EXERCISE TASK
Return the records in full, exactly as given.

DATA FOR THE TASK
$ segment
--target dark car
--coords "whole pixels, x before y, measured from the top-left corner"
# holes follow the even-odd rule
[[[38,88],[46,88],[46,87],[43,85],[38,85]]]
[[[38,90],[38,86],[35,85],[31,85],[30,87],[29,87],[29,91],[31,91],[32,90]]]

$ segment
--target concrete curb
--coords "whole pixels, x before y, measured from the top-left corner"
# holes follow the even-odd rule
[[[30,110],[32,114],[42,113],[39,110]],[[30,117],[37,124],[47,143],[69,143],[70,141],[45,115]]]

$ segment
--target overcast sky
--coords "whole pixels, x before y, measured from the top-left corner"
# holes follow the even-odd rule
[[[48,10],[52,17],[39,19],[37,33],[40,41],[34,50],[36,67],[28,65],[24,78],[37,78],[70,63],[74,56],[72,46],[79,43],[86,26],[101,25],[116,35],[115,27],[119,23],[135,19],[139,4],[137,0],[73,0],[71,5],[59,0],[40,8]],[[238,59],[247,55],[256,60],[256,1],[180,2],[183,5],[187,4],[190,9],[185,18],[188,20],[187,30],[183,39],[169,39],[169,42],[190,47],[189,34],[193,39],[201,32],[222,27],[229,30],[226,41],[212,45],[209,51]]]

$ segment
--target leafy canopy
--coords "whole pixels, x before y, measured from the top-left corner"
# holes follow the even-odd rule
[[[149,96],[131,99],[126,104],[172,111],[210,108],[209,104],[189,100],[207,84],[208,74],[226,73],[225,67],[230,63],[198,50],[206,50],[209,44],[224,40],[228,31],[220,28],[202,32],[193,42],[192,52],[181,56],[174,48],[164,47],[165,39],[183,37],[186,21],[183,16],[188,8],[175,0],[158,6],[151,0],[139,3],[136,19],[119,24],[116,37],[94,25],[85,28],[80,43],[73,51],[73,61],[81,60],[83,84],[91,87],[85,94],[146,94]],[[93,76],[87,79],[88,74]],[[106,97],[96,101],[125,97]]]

FULL RESPONSE
$ segment
--target dark car
--coords "whole pixels, x before y, measured from the top-left corner"
# holes follow the even-odd rule
[[[38,88],[46,88],[46,87],[43,85],[38,85]]]
[[[38,90],[38,86],[35,85],[31,85],[30,87],[29,87],[29,91],[31,91],[32,90]]]

$ segment
--target concrete curb
--coords "whole pixels, x before y, measured from the top-left corner"
# holes follow the even-odd rule
[[[30,110],[32,114],[42,113],[39,110]],[[30,117],[37,124],[47,143],[69,143],[70,141],[45,115]]]

$ segment
--target overcast sky
--coords "whole pixels, x before y, measured from the top-left corner"
# holes follow the even-odd rule
[[[48,10],[52,17],[39,19],[37,33],[40,41],[34,50],[36,67],[28,65],[24,78],[37,78],[70,63],[74,56],[72,46],[79,43],[86,26],[101,25],[116,35],[115,27],[119,23],[135,19],[139,4],[137,0],[73,0],[71,5],[59,0],[40,8]],[[238,59],[247,55],[256,60],[256,1],[180,2],[183,5],[187,4],[190,9],[185,18],[188,20],[187,30],[183,39],[169,39],[169,42],[190,47],[189,34],[193,39],[201,32],[222,27],[229,30],[226,41],[212,45],[209,51]]]

$ segment
--target leafy canopy
--coords "whole pixels, x before y, measured from the top-left corner"
# holes follow the even-odd rule
[[[149,96],[131,99],[126,104],[172,111],[210,108],[209,104],[189,100],[207,84],[208,74],[226,73],[225,67],[230,63],[198,50],[206,50],[209,44],[224,40],[228,31],[220,28],[202,32],[193,42],[192,52],[181,56],[174,48],[164,47],[165,39],[183,37],[186,21],[183,16],[188,8],[175,0],[158,6],[151,0],[139,3],[136,19],[119,24],[116,37],[94,25],[85,28],[80,43],[73,51],[73,61],[81,60],[83,84],[91,87],[85,94],[146,94]],[[93,76],[87,79],[88,74]],[[106,97],[96,101],[125,97]]]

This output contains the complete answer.